* [Задание]:
Проверьте, согласуются ли с отрывком из «Книги для внучек» утверждения ниже, и на каждое ответьте «да» или «нет», приведя решающие слова текста точной цитатой. 1. Перемены, вызванные алкоголизмом, в тексте отмечены не только у сына, но и у брата. 2. Племянник Александр за то же время пережил упадок всех лучших сил. 3. Сергей Аполлинариевич Герасимов скончался ещё до поездки в СССР.

Книга для внучек - [20]
Эта перемена в характере, в самой натуре — признак глубоко зашедшего алкоголизма. Я наблюдала это и в своем брате. Процесс саморазрушения захватывает дух и ум. Личность теряет свои качества, таланты, свою привлекательность. Потрясающий творческий взлет, происшедший с моим племянником Александром, и увиденный в сыне настолько же невероятный упадок всех лучших сил за то же время — меня совершенно потрясли. Поэтому, когда старые друзья говорили мне: «А ты совсем не изменилась!» — я считала, что и слава Богу! Хоть что-то должно остаться неизменным в этом круговращении.
Не застала я в живых Александра Александровича Вишневского и Люсю Каплера, Татьяну Тэсс и Фаину Раневскую. За то время, что мы были в СССР, скончались Федор Федорович Волькенштейн и Сергей Аполлинариевич Герасимов — два больших старых друга. Каким-то могильным духом веяло из Москвы, и у меня было такое чувство, что мы попали на кладбище.

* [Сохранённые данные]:
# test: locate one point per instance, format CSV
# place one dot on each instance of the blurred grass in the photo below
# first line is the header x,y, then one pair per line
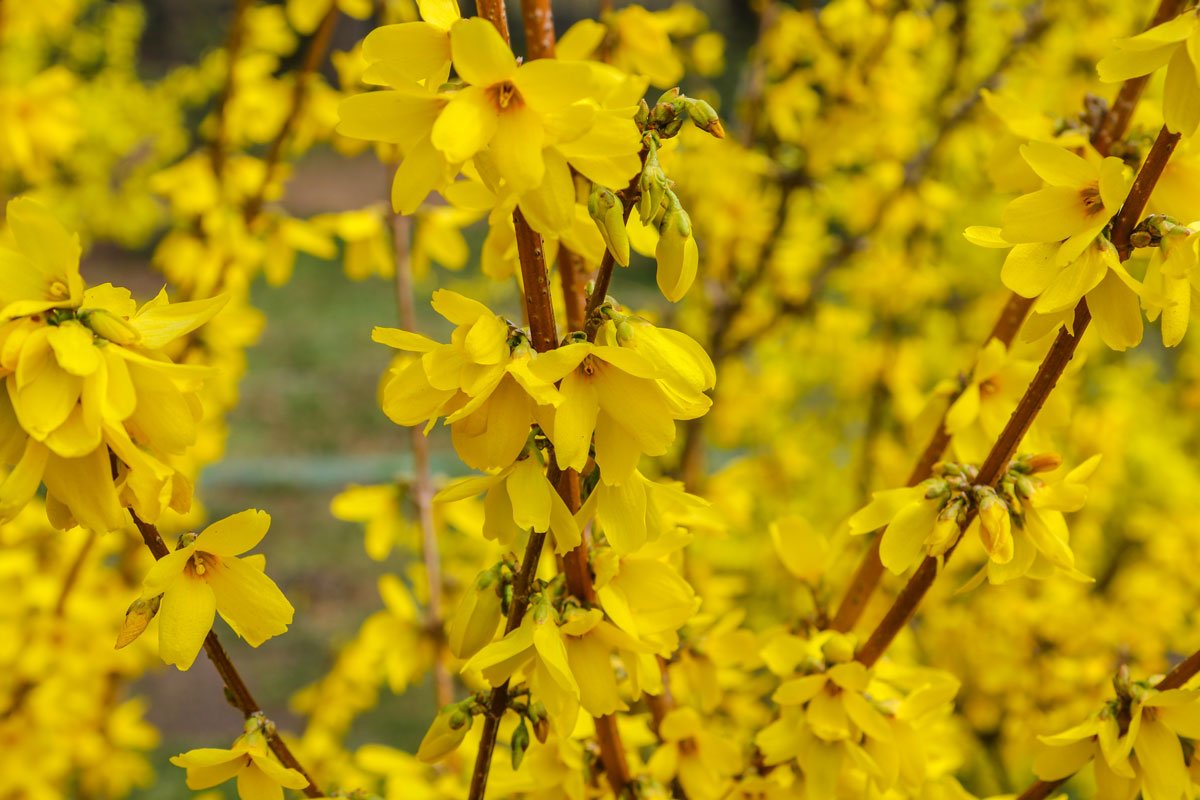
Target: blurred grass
x,y
307,423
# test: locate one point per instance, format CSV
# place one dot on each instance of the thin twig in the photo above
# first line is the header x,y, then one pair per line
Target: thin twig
x,y
238,692
421,487
1113,126
233,50
1044,382
312,59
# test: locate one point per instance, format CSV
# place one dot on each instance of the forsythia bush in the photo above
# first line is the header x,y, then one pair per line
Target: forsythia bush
x,y
846,501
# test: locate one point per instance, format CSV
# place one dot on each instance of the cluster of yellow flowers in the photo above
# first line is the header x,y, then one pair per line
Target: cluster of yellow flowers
x,y
655,584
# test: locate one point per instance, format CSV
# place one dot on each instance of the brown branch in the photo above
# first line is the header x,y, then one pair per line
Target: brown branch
x,y
312,59
1114,125
543,332
233,49
870,570
238,692
1177,678
1044,382
423,480
575,296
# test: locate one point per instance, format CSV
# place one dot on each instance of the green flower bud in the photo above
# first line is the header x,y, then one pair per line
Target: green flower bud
x,y
520,743
444,737
609,214
705,118
109,326
677,256
477,618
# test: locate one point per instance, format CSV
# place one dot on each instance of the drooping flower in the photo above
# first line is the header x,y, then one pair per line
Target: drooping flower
x,y
261,776
205,577
1173,43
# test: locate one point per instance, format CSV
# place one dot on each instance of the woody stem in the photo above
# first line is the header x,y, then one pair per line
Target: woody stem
x,y
235,686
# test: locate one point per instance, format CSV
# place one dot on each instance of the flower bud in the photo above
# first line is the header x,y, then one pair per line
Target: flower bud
x,y
676,253
609,214
137,618
945,534
839,649
109,326
996,529
477,618
520,743
705,118
443,738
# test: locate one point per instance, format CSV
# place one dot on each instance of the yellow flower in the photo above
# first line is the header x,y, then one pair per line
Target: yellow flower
x,y
445,733
205,577
1025,534
1133,740
1175,43
259,774
1173,269
627,398
702,759
537,648
519,495
483,374
39,262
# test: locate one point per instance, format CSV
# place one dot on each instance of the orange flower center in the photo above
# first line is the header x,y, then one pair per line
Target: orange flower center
x,y
504,95
201,564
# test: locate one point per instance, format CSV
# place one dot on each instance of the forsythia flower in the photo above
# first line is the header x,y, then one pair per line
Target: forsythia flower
x,y
519,495
1134,741
483,374
1173,43
702,761
85,377
1057,253
1170,280
259,774
1024,530
628,396
205,577
520,125
538,647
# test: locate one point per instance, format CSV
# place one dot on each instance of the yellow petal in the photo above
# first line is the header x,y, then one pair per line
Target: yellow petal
x,y
466,125
185,618
1057,166
1116,313
1181,95
529,493
1051,214
235,534
1029,269
903,543
250,601
480,55
160,322
517,146
73,348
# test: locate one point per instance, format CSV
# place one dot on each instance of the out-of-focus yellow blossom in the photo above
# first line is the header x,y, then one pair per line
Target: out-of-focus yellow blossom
x,y
520,498
1024,530
703,761
1170,281
539,650
484,373
204,577
1134,743
1174,44
77,362
261,776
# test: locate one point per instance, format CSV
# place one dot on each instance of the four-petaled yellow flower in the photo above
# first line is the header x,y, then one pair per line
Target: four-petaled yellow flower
x,y
205,577
261,776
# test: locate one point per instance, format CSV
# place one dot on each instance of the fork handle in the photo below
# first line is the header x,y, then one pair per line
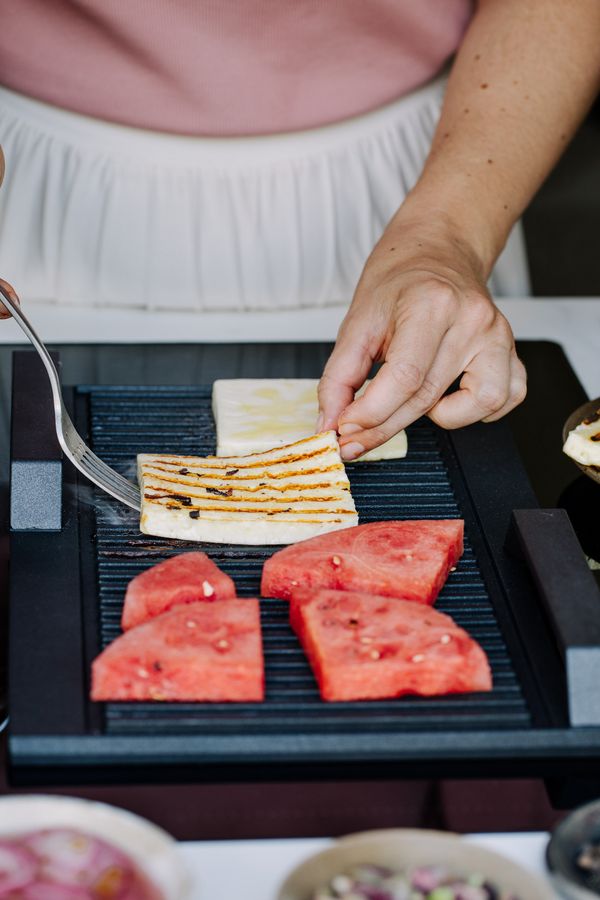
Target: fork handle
x,y
26,326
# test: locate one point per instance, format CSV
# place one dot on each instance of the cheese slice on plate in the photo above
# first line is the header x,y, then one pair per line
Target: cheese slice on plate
x,y
255,414
276,497
583,443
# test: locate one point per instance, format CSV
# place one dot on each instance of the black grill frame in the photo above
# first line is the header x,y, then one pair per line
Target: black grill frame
x,y
55,728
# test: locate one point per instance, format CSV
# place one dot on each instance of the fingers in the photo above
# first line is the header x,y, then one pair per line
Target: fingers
x,y
346,370
4,313
517,391
445,368
492,385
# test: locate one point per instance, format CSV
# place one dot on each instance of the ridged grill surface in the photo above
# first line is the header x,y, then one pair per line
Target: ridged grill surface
x,y
125,421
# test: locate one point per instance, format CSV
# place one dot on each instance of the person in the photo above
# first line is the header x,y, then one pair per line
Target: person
x,y
236,156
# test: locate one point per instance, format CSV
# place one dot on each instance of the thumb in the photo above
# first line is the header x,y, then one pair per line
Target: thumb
x,y
345,372
9,291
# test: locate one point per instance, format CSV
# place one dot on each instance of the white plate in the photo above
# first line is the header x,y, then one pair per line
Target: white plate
x,y
403,848
151,848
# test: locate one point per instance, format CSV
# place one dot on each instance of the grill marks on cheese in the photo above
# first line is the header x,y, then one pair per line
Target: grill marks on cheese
x,y
301,483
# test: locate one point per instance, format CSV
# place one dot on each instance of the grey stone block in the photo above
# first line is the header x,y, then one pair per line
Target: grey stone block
x,y
36,495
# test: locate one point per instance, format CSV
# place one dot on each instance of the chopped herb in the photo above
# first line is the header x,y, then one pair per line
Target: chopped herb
x,y
185,501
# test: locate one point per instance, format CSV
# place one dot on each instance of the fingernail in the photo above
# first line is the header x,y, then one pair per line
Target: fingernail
x,y
349,428
351,451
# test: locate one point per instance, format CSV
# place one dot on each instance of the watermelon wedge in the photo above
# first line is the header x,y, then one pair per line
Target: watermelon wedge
x,y
184,578
363,647
409,559
197,652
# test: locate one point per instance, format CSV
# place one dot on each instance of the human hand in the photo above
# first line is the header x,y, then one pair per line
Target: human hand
x,y
422,308
5,286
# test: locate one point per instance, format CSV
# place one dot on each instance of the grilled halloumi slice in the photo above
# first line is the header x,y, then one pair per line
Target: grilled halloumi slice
x,y
583,443
276,497
255,414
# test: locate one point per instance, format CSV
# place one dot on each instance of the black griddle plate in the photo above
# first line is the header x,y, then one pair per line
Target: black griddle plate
x,y
84,570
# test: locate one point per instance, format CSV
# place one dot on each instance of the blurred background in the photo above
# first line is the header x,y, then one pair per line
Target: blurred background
x,y
562,225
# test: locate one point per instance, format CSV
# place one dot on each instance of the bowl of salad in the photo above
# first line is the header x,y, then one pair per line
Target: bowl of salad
x,y
66,848
410,864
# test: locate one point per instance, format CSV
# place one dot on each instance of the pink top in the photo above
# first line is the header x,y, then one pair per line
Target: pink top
x,y
225,67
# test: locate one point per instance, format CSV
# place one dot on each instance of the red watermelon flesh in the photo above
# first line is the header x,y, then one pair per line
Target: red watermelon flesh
x,y
197,652
182,579
363,647
409,559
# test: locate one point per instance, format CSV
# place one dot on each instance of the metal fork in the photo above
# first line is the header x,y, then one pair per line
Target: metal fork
x,y
69,439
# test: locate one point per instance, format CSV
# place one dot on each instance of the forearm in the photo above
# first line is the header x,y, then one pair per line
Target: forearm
x,y
523,79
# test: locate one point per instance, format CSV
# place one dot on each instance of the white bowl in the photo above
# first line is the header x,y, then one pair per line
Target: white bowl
x,y
152,849
401,848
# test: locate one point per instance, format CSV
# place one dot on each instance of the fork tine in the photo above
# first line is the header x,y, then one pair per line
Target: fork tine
x,y
108,478
70,440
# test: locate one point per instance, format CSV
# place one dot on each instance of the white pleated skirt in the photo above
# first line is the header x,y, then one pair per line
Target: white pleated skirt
x,y
94,214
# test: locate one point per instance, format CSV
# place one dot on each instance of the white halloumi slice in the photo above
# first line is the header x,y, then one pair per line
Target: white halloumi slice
x,y
583,442
278,496
254,414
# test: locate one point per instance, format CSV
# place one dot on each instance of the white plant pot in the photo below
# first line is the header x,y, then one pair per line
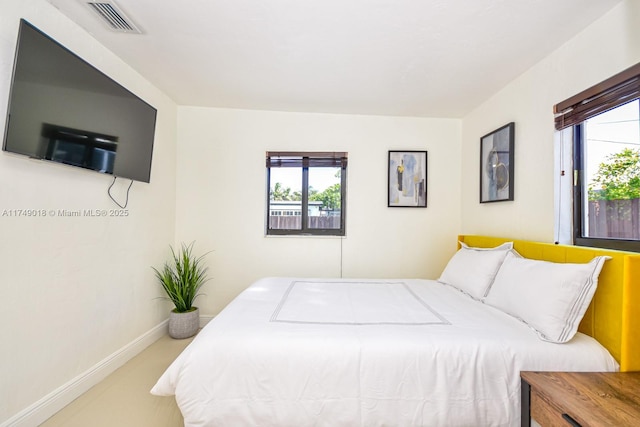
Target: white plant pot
x,y
184,325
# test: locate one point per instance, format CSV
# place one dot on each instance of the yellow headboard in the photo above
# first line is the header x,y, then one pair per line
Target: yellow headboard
x,y
613,318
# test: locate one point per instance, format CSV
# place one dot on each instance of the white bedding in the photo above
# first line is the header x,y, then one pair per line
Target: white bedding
x,y
301,352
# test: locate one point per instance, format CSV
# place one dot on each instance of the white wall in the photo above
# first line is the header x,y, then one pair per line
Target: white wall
x,y
76,290
222,196
605,48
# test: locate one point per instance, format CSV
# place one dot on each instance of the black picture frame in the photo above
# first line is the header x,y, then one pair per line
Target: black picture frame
x,y
407,179
497,165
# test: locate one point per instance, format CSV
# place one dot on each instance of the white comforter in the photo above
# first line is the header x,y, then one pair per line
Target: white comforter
x,y
301,352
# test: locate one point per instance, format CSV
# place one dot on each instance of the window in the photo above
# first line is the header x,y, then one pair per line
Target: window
x,y
606,145
306,193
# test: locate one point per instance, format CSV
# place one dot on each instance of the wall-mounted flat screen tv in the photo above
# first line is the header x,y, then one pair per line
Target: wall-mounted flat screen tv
x,y
64,110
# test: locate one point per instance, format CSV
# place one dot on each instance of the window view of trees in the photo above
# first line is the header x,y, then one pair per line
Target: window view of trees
x,y
306,193
330,197
618,177
612,166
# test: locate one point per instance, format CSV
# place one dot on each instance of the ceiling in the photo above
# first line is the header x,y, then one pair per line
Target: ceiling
x,y
429,58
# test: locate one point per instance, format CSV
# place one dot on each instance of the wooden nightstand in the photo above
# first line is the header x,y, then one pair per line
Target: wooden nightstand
x,y
581,398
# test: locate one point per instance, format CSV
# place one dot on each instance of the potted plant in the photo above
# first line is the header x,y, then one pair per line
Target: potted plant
x,y
182,278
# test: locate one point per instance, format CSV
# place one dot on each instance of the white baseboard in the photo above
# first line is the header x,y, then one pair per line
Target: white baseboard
x,y
44,408
204,319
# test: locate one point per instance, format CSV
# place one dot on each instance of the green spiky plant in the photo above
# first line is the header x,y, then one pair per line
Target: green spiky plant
x,y
182,278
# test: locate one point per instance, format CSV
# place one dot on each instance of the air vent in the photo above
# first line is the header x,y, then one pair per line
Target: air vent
x,y
114,17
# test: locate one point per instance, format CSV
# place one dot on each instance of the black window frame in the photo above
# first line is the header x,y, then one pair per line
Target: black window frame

* [Разбор ответа]:
1. Да: «Я наблюдала это и в своем брате.»
2. Нет: «Потрясающий творческий взлет, происшедший с моим племянником Александром».
3. Нет: «За то время, что мы были в СССР, скончались Федор Федорович Волькенштейн и Сергей Аполлинариевич Герасимов».